▶ **WHAT YOU HAVE TO DO**: Reproduce the listing below line for line, with no changes.

▶ **AVAILABLE RECORDS**:

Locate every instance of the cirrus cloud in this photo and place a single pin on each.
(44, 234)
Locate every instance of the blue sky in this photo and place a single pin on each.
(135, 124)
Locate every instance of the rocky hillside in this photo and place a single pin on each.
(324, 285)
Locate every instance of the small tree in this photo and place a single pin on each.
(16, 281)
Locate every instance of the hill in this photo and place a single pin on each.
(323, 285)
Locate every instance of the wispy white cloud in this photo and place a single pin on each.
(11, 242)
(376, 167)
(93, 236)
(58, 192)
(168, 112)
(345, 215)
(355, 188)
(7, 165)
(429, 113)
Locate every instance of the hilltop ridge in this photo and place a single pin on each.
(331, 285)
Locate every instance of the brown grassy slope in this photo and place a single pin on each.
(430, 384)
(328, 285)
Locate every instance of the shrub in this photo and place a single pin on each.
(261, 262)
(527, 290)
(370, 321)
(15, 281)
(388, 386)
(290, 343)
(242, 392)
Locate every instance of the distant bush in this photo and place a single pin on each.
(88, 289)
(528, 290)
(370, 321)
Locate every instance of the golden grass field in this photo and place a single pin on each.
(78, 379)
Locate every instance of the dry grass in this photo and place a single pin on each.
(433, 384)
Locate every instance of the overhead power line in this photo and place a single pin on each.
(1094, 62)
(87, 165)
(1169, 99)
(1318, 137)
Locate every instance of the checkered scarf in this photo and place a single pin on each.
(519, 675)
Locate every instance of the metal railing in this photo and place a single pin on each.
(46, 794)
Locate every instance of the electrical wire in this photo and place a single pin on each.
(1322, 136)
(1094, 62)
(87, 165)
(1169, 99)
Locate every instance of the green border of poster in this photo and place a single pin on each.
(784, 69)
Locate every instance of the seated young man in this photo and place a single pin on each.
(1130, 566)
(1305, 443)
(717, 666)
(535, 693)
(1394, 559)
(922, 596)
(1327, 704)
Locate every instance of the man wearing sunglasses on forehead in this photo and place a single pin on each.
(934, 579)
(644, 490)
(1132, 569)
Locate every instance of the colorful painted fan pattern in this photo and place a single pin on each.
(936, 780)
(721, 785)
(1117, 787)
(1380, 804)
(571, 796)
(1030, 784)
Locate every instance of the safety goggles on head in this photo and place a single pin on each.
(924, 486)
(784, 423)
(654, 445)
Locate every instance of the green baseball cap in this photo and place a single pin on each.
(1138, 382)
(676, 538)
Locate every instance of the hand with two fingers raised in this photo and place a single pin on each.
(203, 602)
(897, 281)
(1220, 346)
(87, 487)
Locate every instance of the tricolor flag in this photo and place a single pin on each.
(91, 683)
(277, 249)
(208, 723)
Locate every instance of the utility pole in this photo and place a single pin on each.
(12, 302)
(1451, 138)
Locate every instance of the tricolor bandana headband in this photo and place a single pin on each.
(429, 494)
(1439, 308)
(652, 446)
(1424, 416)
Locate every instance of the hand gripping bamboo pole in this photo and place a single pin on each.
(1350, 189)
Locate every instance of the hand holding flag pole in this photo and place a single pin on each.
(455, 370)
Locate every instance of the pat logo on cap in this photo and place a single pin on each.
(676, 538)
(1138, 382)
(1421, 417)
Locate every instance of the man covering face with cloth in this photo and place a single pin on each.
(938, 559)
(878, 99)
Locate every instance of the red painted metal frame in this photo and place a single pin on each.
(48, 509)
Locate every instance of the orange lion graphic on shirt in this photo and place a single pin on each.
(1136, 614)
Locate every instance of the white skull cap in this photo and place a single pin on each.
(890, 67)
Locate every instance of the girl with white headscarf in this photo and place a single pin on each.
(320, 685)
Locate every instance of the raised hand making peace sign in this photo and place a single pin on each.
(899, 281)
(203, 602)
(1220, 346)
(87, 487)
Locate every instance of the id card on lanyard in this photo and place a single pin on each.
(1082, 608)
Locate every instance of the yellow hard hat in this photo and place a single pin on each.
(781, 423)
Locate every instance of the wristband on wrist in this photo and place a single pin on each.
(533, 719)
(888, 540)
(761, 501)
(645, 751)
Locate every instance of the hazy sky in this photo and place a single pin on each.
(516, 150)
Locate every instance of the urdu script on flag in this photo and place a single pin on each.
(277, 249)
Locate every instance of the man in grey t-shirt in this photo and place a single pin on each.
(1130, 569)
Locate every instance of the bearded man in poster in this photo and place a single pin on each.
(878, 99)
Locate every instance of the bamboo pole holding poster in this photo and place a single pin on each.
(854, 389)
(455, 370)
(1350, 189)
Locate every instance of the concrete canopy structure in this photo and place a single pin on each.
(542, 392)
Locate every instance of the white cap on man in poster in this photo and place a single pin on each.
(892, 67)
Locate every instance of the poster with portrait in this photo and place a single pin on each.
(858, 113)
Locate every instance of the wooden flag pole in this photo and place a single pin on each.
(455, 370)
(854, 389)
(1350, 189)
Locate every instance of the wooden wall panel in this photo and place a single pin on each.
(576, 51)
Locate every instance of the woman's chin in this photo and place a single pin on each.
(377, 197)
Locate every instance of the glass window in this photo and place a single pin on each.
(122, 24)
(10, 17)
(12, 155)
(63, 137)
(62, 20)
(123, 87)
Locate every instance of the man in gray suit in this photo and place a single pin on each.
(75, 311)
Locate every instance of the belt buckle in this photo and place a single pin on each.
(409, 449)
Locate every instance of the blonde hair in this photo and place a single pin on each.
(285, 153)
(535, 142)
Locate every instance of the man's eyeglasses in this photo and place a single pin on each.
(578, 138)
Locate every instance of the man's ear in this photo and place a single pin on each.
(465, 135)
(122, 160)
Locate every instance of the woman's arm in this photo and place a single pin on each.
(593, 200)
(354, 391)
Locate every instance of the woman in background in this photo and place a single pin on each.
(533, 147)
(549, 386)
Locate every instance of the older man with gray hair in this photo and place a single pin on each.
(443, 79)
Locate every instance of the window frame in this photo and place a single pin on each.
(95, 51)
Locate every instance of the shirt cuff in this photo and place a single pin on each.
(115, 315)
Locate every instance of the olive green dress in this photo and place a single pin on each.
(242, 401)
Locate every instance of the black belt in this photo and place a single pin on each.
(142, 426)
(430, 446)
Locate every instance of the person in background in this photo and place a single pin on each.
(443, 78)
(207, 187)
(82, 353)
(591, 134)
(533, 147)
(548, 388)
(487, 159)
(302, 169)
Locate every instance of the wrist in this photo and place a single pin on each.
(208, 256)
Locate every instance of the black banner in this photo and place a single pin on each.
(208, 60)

▶ **COMPLETE RESPONSE**:
Locate every instance of the cirrus cloud in this photo and place a single pin on each.
(44, 234)
Locate every instance of the blue sky in this photo and place a single pin on each.
(135, 124)
Locate every instance of the rocky hillside in this photo and place a single pin on each.
(324, 285)
Locate every instance of the small tree in this photo and place a single pin on each.
(16, 281)
Locate every instance of the hill in this photo and place a single pin on each.
(323, 285)
Locate every instance of the wispy white cloud in this photo and place a single pin on each.
(11, 242)
(376, 167)
(93, 236)
(58, 192)
(168, 112)
(345, 215)
(355, 188)
(7, 165)
(429, 113)
Locate every instance of the hilltop ridge in this photo and place a single pin on each.
(331, 285)
Locate every instance of the brown grassy slope in this photo and place a single pin on each.
(430, 384)
(328, 285)
Locate every instance of the shrub in this photo and place a single pin on each.
(261, 262)
(527, 290)
(370, 321)
(15, 281)
(388, 386)
(290, 343)
(242, 392)
Locate every instance of the distant bush in this photo and place a single pin on each.
(88, 289)
(528, 290)
(370, 321)
Locate every instance of the golden grass field in this photo and place a single pin on each.
(78, 379)
Locate every instance of the dry grass in this photo and place a single pin on each.
(433, 384)
Locate every instance of the overhead power line in this photo and place a single pin on each.
(1094, 62)
(87, 165)
(1169, 99)
(1318, 137)
Locate every instance of the checkered scarf in this photo and place a single pin on each.
(519, 675)
Locate every instance of the metal railing in this photo and place a single pin on each.
(46, 794)
Locate every instance of the electrical wire in this photo and place a single pin on each.
(1322, 136)
(1094, 62)
(87, 165)
(1169, 99)
Locate every instance of the green border of poster in this photo and place a single pin on each.
(784, 69)
Locate every instance of the seated young man in this photo and place a single pin on each.
(1130, 566)
(1305, 443)
(717, 666)
(535, 693)
(1394, 559)
(922, 596)
(1327, 704)
Locate every instance of the man wearing sunglasses on forehead in this photo and place a single pin on each.
(934, 579)
(644, 490)
(1132, 569)
Locate every instance of the colorful painted fan pattern in this photo and place a single pin on each.
(936, 780)
(721, 785)
(1117, 787)
(1380, 804)
(571, 796)
(1030, 784)
Locate every instance of the safety goggles on head in this photo and place a single pin on each.
(924, 486)
(784, 423)
(654, 445)
Locate every instance of the green baseball cap in this photo and place a single pin on each.
(1138, 382)
(676, 538)
Locate every instance of the hand with two fingers raised in this photo and place a single pin on each.
(203, 602)
(897, 281)
(1220, 346)
(87, 487)
Locate every instance of the tricolor flag in this photo and place a single pin on each.
(91, 683)
(277, 249)
(208, 723)
Locate every instance of the utility pole in this photo and place a single pin on each.
(12, 302)
(1451, 138)
Locate every instance of the tricolor bandana headband in this photo and place a single pin on each.
(429, 494)
(1439, 308)
(652, 446)
(1424, 416)
Locate every instance of the hand gripping bamboo pole in this photo and place a single pin on each.
(1350, 189)
Locate every instance of the hand holding flag pole in this photo and place a single pin on each.
(455, 370)
Locate every instance of the pat logo on cap in this photo and place a single pin on each.
(676, 538)
(1138, 382)
(1421, 417)
Locate every instance of the man covering face with cloth in this photo and place a single pin on each.
(938, 559)
(878, 99)
Locate every instance of the red painted metal frame in this photo and place a single pin on each.
(48, 509)
Locate every instance of the orange lion graphic on shirt in this photo and place a single pin on each.
(1136, 614)
Locate every instance of the white skull cap in this photo and place a single pin on each.
(890, 67)
Locate every instance of the girl with white headscarf in this photo and place a single pin on each.
(320, 685)
Locate every instance of the raised hand making peace sign in this photo and place a single pin on each.
(899, 281)
(203, 602)
(1220, 346)
(87, 487)
Locate every instance of the id card on lanyard in this photo and place a single pin on each.
(1082, 608)
Locate every instance of the yellow hard hat in this photo and place a single pin on each.
(781, 423)
Locate every instance of the wristband on wrist in this photo and place a single pin on each.
(533, 719)
(888, 540)
(761, 501)
(645, 751)
Locate every instance of the hazy sky in this photo and place a single pin on each.
(516, 150)
Locate every instance of the urdu script on flag in this photo and place a single pin on each.
(277, 249)
Locate every instance of the man in grey t-shirt in this photo and place a single pin on each.
(1130, 569)
Locate every instance of the bearded man in poster in this photo and place a single pin on each.
(878, 99)
Locate every instance of the bamboo pole holding poster in this photo and place a single pin on each.
(854, 389)
(455, 370)
(1350, 189)
Locate every instance of the concrete canopy structure in this photo and place a single pin on each.
(542, 392)
Locate every instance of the white cap on man in poster in this photo and place a single pin on each.
(892, 67)
Locate every instance of the poster with portrait in this photo and place a single pin on each.
(858, 113)
Locate every instance of the wooden flag pole in this photo and place a single pin on each.
(455, 370)
(854, 389)
(1350, 189)
Locate every instance of the wooden wall panel in this photo and place a single pin on each.
(576, 51)
Locate every instance of the woman's chin in this photo and place a single pin on each.
(377, 197)
Locate every instance of the glass window in this photo and place a single pin on each.
(122, 24)
(10, 17)
(12, 155)
(63, 137)
(62, 20)
(123, 87)
Locate every instance of the man in gray suit in this photo and place a single pin on each.
(75, 311)
Locate every instance of the belt buckle in this photo and place a single pin on each.
(409, 449)
Locate every instance of the blonde hair in this photo and place a single pin on each.
(285, 153)
(535, 142)
Locate every instance of the man's eyeglasses in this photo and place a single pin on each.
(578, 138)
Locate every instance of the man's ear in this photo and place a single pin on each.
(465, 135)
(122, 160)
Locate every instance of the woman's arm in this photo and place a single pin on each.
(593, 200)
(354, 391)
Locate every instance of the woman in background in this photo and place a single pin on each.
(533, 147)
(549, 386)
Locate every instance of the older man with gray hair in this photo and place a single pin on each.
(443, 79)
Locate every instance of the window frame in this photo and place a single pin on each.
(95, 51)
Locate every instance of the shirt cuff in this photo and place a single pin on each.
(115, 315)
Locate every instance of the olive green dress in this photo and place a single pin on each.
(242, 401)
Locate every instance of the black belt in this photo and place a single pin on each.
(142, 426)
(430, 446)
Locate every instance of the person in background in this photo and place a single pin on each.
(443, 78)
(207, 187)
(82, 353)
(591, 134)
(533, 147)
(548, 388)
(487, 159)
(302, 169)
Locate every instance of the wrist in this photo and place a single pin on each.
(208, 256)
Locate every instance of the black banner in this photo and place a single pin on each.
(208, 60)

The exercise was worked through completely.